Clinical evidence standards for AI tools, developed jointly between imaging and cardiology societies, remain underdeveloped. The medical devices regulation revision and the AI Act both create openings. The European Health Data Space adds another. None of it is coordinated yet.

The calcium gap

'Coronary calcium is now visible on most of our chest CT scans, but only in the minority of cases we actually report it,' said Rozemarijn Vliegenthart, PhD."Coronary calcium is now visible on most of our chest CT scans, but only in the minority of cases we actually report it," said Rozemarijn Vliegenthart, PhD.Courtesy of Claudia Tschabuschnig

Rozemarijn Vliegenthart, PhD, of the University of Groningen in the Netherlands and past president of the European Society of Cardiovascular Radiology, brought the most clinically grounded argument in the room.

Cardiovascular disease kills more Europeans than cancer. Annually, seven million productive life years are lost, and 20% of premature deaths occur in younger patients. Yet there is currently no randomized controlled trial showing that combined screening for cardiovascular risk factors reduces cardiovascular morbidity or mortality, a finding acknowledged by both the WHO and the European Society of Cardiology in 2021.

This is where imaging comes in. The coronary calcium score, derived from a non-contrast, low-dose CT scan, is one of radiology's most validated biomarkers. Any calcium at all doubles the risk of coronary events. A score above 1,000 raises it more than tenfold. 

Crucially, calcium score outperforms traditional risk factor counting: individuals with no risk factors but a high calcium score carry genuine cardiovascular risk, while those with multiple risk factors but a calcium score of zero remain at low risk. Data from the Rotterdam study found that up to 47% of statin-naïve adults could benefit from reclassification based on calcium scoring.

The ongoing DANCAVAS trial, with more than 46,000 participants, showed an 11% reduction in all-cause mortality in younger men at five years. The Deutschrobinska trial, with 43,000 individuals including women, is still running.

But Vliegenthart's most pointed observation was about what is already happening and being missed. Millions of chest CTs are performed across Europe each year. Coronary calcium is visible on most of them. "Only in the minority of cases we actually report it," she said.

Data for review:
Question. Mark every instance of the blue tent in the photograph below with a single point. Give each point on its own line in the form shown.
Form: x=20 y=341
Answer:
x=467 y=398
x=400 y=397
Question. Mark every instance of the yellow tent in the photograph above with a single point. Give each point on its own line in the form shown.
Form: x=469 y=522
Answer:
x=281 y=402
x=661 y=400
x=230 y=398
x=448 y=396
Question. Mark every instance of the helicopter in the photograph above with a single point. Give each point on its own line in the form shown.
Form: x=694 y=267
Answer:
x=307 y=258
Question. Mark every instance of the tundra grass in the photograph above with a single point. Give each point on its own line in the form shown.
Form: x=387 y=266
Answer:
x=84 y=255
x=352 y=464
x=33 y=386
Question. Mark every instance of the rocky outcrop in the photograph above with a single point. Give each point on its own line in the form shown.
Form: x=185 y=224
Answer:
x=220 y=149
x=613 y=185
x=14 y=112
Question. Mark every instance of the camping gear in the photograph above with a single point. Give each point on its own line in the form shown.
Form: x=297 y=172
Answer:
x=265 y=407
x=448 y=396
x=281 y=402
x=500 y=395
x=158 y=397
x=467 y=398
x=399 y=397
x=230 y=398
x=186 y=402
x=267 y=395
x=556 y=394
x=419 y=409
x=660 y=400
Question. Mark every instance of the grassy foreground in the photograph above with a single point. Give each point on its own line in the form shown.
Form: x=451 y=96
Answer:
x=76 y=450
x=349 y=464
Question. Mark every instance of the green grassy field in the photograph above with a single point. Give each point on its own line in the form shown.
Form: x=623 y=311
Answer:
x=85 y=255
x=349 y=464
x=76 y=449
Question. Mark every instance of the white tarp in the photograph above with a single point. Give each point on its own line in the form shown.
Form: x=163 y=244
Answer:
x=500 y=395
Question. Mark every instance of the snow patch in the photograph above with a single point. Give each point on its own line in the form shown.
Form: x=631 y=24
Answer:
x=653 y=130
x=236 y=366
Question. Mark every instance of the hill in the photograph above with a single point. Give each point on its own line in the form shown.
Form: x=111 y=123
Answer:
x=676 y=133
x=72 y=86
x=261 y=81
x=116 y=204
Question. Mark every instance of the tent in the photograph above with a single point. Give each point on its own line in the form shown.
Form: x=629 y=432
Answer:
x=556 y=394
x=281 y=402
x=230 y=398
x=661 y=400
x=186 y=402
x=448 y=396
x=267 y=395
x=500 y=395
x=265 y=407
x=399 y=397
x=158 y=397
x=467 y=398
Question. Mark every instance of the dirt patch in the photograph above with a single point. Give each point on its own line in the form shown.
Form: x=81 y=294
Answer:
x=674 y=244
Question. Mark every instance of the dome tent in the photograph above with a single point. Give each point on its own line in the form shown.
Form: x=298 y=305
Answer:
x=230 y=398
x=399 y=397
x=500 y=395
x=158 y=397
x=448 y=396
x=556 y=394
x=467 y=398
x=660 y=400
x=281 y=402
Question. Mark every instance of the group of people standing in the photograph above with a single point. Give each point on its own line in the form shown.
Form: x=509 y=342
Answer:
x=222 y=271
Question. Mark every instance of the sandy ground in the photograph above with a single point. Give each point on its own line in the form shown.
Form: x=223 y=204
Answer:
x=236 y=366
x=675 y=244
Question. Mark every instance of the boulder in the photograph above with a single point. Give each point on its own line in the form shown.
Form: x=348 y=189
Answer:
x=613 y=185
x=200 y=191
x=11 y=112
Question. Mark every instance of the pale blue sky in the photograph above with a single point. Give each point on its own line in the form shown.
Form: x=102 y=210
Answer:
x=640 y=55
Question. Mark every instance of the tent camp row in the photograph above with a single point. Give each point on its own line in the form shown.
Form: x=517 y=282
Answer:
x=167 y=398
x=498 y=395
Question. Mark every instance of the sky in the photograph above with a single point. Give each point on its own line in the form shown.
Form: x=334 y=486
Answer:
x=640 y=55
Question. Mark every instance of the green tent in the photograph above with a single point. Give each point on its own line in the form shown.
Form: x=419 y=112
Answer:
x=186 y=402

Parts of the exercise:
**A)** In the excerpt on coronary calcium screening, turn the paragraph beginning "Crucially, calcium score outperforms" into a short bulleted list that keeps its main facts.
**B)** Proceed with the piece on coronary calcium screening, picking up after its last sentence.

Expected results:
**A)**
- Calcium scoring predicts risk better than counting traditional risk factors.
- People with no risk factors but a high calcium score still carry real cardiovascular risk.
- People with several risk factors but a calcium score of zero stay at low risk.
- Rotterdam study data found that up to 47% of statin-naïve adults could benefit from reclassification based on calcium scoring.

**B)**
With lung cancer screening expanding across European countries, the overlap is significant: individuals who qualify for lung screening are typically at intermediate cardiovascular risk or higher. Data from the NELSON trial show that at least as many participants die from cardiovascular disease as from lung cancer. Calcium scoring on these scans costs almost nothing in additional time or dose.

Only a small proportion of radiologists routinely report cardiac findings on chest CTs. The ESR now has a working group developing clinical guidance on exactly this, in coordination with the European Society of Cardiology.

A radiologist from Utrecht raised the ethical dimension directly: if a patient reads their own report and sees an unreported high calcium score, who is responsible? Vliegenthart's answer was unambiguous. "I don't believe it's an ethical problem. I think we have an ethical responsibility: If we see something that should change treatment, we must inform."

Integration, or just intention?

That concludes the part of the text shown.